▶ [Text shown]

When I was eight or nine, I went away to horse camp for a week, and of course, I was homesick. But that night, when I unpacked my bag, I found a letter from my mom tucked in among my things. Reading her neat cursive writing on her personalized blue stationary, I felt instantly better. Whenever one of us kids went away on our own, my mom made sure to include a missive of love with our luggage. She also made sure to tell us that having children was the best thing she ever did in her life.

In fourth grade, my mom and my aunt helped me build a mission complete with flying buttresses for a school project. In fifth grade, they proofread my report about the narwhal. Even when I thought I was old enough to take care of myself, my mom stepped in whenever she thought I might need some help. She and my dad moved me back and forth from college every year, and they even flew out with me to help me furnish my studio apartment before I started grad school. We must have hit nearly every garage sale in Skokie and Evanston, but we got the place furnished in record time.

▶ [Records shown]
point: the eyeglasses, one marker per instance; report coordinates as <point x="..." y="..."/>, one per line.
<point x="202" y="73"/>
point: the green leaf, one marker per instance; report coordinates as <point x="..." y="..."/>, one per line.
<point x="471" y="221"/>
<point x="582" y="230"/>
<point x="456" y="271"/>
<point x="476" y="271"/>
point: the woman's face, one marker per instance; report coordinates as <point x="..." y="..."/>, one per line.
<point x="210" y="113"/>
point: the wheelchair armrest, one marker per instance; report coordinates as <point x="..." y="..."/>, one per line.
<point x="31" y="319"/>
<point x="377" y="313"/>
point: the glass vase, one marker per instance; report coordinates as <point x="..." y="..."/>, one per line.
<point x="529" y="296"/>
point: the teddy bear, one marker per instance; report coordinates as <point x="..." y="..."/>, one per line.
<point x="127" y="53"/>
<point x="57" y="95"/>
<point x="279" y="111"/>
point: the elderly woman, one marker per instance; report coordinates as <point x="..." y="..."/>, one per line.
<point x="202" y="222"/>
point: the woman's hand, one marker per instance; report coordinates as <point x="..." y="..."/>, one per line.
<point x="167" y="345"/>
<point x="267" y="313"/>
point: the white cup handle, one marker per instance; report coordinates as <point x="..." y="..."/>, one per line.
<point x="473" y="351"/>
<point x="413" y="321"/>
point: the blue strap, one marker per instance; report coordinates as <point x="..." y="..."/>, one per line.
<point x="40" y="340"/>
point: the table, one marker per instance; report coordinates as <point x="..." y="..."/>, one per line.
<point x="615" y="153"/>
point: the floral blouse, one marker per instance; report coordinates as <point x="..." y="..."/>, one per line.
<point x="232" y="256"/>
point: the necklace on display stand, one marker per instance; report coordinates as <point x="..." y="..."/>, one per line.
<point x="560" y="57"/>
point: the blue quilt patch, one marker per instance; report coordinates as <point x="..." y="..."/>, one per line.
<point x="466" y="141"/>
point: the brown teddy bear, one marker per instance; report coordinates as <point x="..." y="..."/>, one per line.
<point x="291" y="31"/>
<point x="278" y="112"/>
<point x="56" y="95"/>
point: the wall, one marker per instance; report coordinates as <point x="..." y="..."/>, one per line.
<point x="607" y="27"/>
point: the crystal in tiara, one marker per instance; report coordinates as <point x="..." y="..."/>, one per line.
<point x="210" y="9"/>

▶ [Problem] Copy the full passage about the mom and horse camp, word for word.

▶ [Solution for this task]
When I was eight or nine, I went away to horse camp for a week, and of course, I was homesick. But that night, when I unpacked my bag, I found a letter from my mom tucked in among my things. Reading her neat cursive writing on her personalized blue stationary, I felt instantly better. Whenever one of us kids went away on our own, my mom made sure to include a missive of love with our luggage. She also made sure to tell us that having children was the best thing she ever did in her life.

In fourth grade, my mom and my aunt helped me build a mission complete with flying buttresses for a school project. In fifth grade, they proofread my report about the narwhal. Even when I thought I was old enough to take care of myself, my mom stepped in whenever she thought I might need some help. She and my dad moved me back and forth from college every year, and they even flew out with me to help me furnish my studio apartment before I started grad school. We must have hit nearly every garage sale in Skokie and Evanston, but we got the place furnished in record time.